__Work task__. Reproduce every entry exactly as given.

__Provided material__.
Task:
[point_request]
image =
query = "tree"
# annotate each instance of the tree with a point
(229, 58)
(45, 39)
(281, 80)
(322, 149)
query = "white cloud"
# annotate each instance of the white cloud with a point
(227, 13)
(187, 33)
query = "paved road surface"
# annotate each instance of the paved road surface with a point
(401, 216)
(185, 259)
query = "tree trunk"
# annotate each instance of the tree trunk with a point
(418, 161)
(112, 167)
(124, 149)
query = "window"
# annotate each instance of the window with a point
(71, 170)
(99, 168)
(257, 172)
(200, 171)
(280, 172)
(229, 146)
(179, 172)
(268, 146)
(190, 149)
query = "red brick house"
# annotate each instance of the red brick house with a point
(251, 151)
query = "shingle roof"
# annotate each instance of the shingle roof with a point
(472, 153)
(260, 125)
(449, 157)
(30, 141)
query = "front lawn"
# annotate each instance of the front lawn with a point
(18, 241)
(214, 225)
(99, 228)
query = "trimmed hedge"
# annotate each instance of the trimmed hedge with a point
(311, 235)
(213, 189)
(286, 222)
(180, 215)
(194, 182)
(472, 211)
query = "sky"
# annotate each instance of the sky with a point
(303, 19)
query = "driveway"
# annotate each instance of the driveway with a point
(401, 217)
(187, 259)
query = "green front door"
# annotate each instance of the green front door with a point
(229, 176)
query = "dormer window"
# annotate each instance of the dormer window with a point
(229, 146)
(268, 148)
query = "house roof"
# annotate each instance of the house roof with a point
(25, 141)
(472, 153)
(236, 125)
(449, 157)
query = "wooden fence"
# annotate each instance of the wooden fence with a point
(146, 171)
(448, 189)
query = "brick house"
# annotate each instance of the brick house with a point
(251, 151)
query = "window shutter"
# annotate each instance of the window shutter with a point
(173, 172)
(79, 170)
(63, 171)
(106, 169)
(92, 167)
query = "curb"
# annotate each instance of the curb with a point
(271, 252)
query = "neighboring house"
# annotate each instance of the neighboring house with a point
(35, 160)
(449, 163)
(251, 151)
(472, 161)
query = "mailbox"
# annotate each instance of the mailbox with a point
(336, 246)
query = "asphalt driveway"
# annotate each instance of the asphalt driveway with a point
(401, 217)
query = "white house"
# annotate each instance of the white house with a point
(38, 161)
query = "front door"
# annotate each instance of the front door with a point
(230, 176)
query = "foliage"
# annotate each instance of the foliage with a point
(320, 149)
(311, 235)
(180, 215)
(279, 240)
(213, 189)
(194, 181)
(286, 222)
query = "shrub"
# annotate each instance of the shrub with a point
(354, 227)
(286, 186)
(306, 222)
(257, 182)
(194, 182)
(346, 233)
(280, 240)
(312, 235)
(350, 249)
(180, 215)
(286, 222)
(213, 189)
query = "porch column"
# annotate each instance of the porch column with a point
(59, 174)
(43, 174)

__Exercise output__.
Task:
[point_request]
image =
query = "tree"
# annotate each instance of the tree with a point
(229, 58)
(45, 39)
(281, 80)
(322, 149)
query = "white cloud"
# annotate each instance of the white cloud with a point
(227, 13)
(187, 33)
query = "paved road surface"
# annotate each instance of the paved road surface with a point
(401, 216)
(185, 259)
query = "tree trunk"
# annotate each instance of the tree trunk with a point
(418, 161)
(112, 167)
(124, 149)
query = "window"
# annotate each instance of the window with a point
(71, 170)
(99, 168)
(257, 172)
(200, 171)
(280, 172)
(229, 146)
(179, 172)
(268, 146)
(190, 149)
query = "red brick house"
# annotate each instance of the red brick house with a point
(251, 151)
query = "shingle roof"
# annotate each instance of the shingle roof with a point
(472, 153)
(260, 125)
(449, 157)
(30, 141)
query = "front lawn"
# annotate each instance of the front lawn with a point
(18, 241)
(214, 225)
(99, 228)
query = "trimmed hedge"
# annotate each instance of the trimmed hedge with a point
(311, 235)
(213, 189)
(286, 222)
(180, 215)
(194, 182)
(472, 211)
query = "sky"
# annotate each instance of the sky with a point
(303, 19)
query = "driveway"
# annotate each instance of the driveway with a point
(401, 217)
(187, 259)
query = "green front door"
# annotate each instance of the green front door with a point
(229, 176)
query = "dormer window"
# annotate each instance of the dormer window with a point
(229, 146)
(268, 148)
query = "house roof"
# annotate each instance of the house roof with a point
(25, 141)
(472, 153)
(236, 125)
(449, 157)
query = "wooden fence"
# annotate each instance of the wooden fence with a point
(146, 171)
(448, 189)
query = "brick house"
# annotate each instance of the brick house with a point
(251, 151)
query = "window shutter"
# annotate each instance of the window shutter with a point
(173, 172)
(79, 170)
(63, 171)
(106, 169)
(92, 167)
query = "curb"
# annotate each instance of the curb with a point
(271, 252)
query = "neighboring house"
# annotate each instance of the neighboring house with a point
(35, 160)
(449, 163)
(251, 151)
(472, 161)
query = "mailbox"
# annotate each instance of the mailbox with a point
(336, 246)
query = "asphalt driveway"
# annotate each instance of the asphalt driveway with a point
(401, 217)
query = "white house"
# annotate each instance of the white house with a point
(38, 161)
query = "front door"
# annotate each instance of the front door with a point
(230, 176)
query = "foliage"
# annotate each instance of the foliage with a point
(320, 149)
(311, 235)
(180, 215)
(279, 240)
(213, 189)
(194, 181)
(286, 222)
query = "shrub"
# annotate each instance of the shrub with a point
(354, 227)
(286, 186)
(306, 222)
(257, 182)
(194, 182)
(346, 233)
(280, 240)
(312, 235)
(350, 249)
(180, 215)
(286, 222)
(213, 189)
query = "porch column"
# annotate each instance of the porch column with a point
(59, 174)
(43, 174)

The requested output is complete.